#### WHAT YOU WILL DO:
Make an exact copy of the records below, excluding images.

== EXERCISE MATERIAL

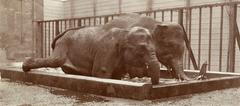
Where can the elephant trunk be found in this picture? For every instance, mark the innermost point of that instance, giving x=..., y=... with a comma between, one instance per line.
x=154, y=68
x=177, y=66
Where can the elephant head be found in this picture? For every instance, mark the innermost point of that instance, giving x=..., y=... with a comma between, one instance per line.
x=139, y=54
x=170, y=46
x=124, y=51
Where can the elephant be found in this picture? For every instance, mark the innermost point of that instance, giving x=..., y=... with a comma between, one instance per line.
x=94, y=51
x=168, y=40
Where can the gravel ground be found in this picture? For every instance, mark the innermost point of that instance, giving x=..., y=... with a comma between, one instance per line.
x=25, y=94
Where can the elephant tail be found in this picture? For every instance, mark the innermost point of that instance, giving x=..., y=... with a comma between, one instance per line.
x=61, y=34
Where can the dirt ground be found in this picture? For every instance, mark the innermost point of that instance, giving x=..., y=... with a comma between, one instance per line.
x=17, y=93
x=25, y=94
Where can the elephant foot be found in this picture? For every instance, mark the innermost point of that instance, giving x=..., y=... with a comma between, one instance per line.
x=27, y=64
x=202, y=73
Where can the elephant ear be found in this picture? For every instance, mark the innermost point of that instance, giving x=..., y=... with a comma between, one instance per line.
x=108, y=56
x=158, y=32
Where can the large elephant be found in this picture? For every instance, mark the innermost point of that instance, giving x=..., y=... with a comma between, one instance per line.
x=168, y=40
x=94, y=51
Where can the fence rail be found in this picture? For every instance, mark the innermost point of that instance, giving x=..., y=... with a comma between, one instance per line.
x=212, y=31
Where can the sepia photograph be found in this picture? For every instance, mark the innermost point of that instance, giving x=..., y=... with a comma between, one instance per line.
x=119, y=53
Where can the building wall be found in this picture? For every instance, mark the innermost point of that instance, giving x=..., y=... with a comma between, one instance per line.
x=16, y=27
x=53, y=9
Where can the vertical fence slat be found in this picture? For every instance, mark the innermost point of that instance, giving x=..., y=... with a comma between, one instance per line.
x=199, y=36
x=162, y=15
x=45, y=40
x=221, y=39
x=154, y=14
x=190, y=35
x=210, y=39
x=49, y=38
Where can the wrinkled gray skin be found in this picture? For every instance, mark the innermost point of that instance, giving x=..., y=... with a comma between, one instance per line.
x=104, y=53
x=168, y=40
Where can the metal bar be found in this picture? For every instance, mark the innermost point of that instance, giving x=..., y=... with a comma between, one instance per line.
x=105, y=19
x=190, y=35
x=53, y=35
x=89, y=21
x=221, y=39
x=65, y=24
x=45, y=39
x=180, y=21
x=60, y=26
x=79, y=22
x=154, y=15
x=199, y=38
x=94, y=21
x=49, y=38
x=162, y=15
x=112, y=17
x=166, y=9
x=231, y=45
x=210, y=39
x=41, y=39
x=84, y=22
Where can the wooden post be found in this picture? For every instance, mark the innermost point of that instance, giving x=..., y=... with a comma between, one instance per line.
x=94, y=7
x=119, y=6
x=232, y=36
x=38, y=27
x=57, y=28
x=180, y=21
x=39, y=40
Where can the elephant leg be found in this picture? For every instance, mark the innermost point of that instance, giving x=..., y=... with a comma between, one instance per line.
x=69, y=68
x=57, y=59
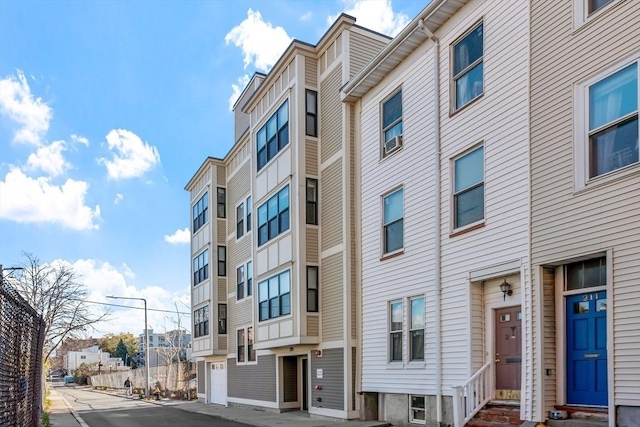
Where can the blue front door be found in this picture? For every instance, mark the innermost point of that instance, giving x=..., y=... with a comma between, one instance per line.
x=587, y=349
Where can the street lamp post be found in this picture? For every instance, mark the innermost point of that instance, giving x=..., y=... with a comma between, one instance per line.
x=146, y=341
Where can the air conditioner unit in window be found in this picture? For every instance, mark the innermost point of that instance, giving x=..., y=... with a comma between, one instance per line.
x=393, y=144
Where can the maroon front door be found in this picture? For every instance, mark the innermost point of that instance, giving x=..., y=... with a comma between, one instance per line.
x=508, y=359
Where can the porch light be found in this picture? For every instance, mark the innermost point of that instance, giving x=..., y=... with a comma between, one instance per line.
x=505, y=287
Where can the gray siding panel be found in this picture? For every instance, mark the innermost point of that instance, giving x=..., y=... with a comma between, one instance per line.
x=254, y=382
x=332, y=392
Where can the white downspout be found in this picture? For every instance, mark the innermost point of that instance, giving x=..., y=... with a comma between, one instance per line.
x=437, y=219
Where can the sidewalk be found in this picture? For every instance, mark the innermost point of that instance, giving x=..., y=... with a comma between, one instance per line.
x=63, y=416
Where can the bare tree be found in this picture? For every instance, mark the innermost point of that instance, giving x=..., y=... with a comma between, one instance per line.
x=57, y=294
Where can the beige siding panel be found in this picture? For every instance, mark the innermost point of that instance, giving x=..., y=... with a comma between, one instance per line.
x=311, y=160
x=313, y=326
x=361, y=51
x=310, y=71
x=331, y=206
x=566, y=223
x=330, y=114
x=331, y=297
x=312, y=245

====

#### ANSWER FOR THIS EXERCISE:
Where can the elephant trunk be found in this picture? For every instance, mark the innermost point of that instance, giving x=..., y=... with a comma between, one instance per line.
x=154, y=68
x=177, y=66
Where can the elephant head be found in this picture? For every instance, mark the innermost point of that instance, giving x=..., y=... with a comma between, one instance per line.
x=139, y=54
x=170, y=46
x=124, y=51
Where can the elephant be found in this picture? For every instance, mark the innermost point of that instance, giving x=..., y=... with a comma between, one instance per line.
x=94, y=51
x=168, y=40
Where can the gravel ground be found in this picture? For every instance, mark the innermost point of that instance, giving x=..., y=... with a comma between, one instance per line.
x=25, y=94
Where can the elephant tail be found in this picture? For every instance, mark the innermost point of that instance, giving x=..., y=... with a comma between, one instance per line.
x=61, y=34
Where can the dirt ground be found in this picture? For every instance, mark the innermost point of that instance, giving x=..., y=... with a comma between, one instance per line.
x=17, y=93
x=25, y=94
Where can the elephant foot be found in this picture? For every instance, mark the innermost point of that instance, giving x=..., y=... with a comma between, one instance per line.
x=27, y=64
x=202, y=73
Where can the elephant ear be found in this picture? For every instance, mark the innermost point of that instance, giving x=..., y=... with a comma between, one instance per line.
x=108, y=56
x=158, y=32
Where can the large elephant be found in this picture? For every instance, mark the innermost point of that instance, giving x=..., y=... with a comma between, one instance per line.
x=168, y=40
x=94, y=51
Where can the fence rail be found in this picture? For every instance, mark the innermost point of that instance, giving x=..., y=... with a comma between, one instance per line.
x=212, y=31
Where can the sepia photograph be found in this picture? For every instance, mark the innermost point of that instance, giving x=..., y=... with a comma between, one instance per line.
x=119, y=53
Where can the building wall be found in this picture? For every instance, mark the innermost point of that instance, giving x=..., y=... with a comma between, one instance per line.
x=16, y=27
x=53, y=9
Where can the vertical fence slat be found in this picture? For every instance, mark the innermost point of that instance, giving x=..., y=... with a comma between, one instance per line.
x=199, y=36
x=162, y=15
x=45, y=40
x=221, y=39
x=154, y=14
x=190, y=35
x=210, y=39
x=49, y=38
Where can the wrinkled gray skin be found in this picture? For every instance, mark the innermost point of that instance, giving x=..., y=... with a comma between, one instance per line.
x=104, y=53
x=168, y=40
Where can the metal bar be found in this picture? For every instance, mark the innermost point of that instance, giving x=..., y=... with a comma between, one instance per line.
x=105, y=19
x=190, y=35
x=53, y=35
x=89, y=21
x=221, y=39
x=65, y=24
x=45, y=39
x=180, y=21
x=60, y=26
x=79, y=22
x=154, y=15
x=199, y=38
x=94, y=21
x=49, y=38
x=162, y=15
x=112, y=17
x=166, y=9
x=231, y=45
x=210, y=39
x=41, y=39
x=84, y=22
Where can the wooden post be found in this picture? For every instance, mark the innermost point of that instance, giving x=..., y=... with a comma between, one instance per line.
x=94, y=7
x=119, y=6
x=232, y=36
x=38, y=27
x=57, y=28
x=180, y=21
x=39, y=40
Where can the elephant leg be found in this picture? For every instance, mark the innermost point of that instance, giving x=..., y=... with a comma between, one instance per line.
x=69, y=68
x=57, y=59
Where can the blue front door be found in this picture? For every instance, mark the innermost point of that instance, giving x=..., y=... with a comma between, one instance per line.
x=587, y=349
Where can the street lamp post be found in this picture? For every instance, mark the innermost point of that instance, giving x=..., y=... with a comma between, one instance per line.
x=146, y=341
Where can the air conditioner unit in window be found in this picture? For every instance, mark the innermost point of that instance, giving x=..., y=... with a comma between, one instance per line.
x=393, y=144
Where can the maroon front door be found in this picture? For every instance, mark the innermost point of that instance, giving x=..., y=... with a comma between, one instance per line.
x=508, y=359
Where can the porch light be found in this picture? For every instance, mark the innermost point of that instance, giving x=..., y=... with a comma between, one instance per line.
x=505, y=287
Where can the gray siding panel be found in this picture? For every instance, mark the innermost point of that instance, giving x=..., y=... with a comma between, one instance per line.
x=254, y=382
x=332, y=392
Where can the white downspout be found in this picture? For every instance, mark the innermost point of that instance, giving x=..., y=... with a comma between, one instance per line.
x=437, y=219
Where can the sidewalk be found in this picture? For every instance, mark the innermost point of that instance, giving x=..., y=... with a comma between, one instance per line.
x=63, y=416
Where can the bare tree be found in this picture? For every instance, mark the innermost point of that instance, giving x=..., y=... with a comma between, one instance per line.
x=57, y=294
Where can the beige siding panel be found in this picture? For every instance, mark the innermost point of that instance, giving x=..., y=... with a comma between, one instance per line.
x=311, y=160
x=313, y=326
x=361, y=51
x=310, y=71
x=331, y=206
x=566, y=223
x=330, y=114
x=331, y=297
x=312, y=245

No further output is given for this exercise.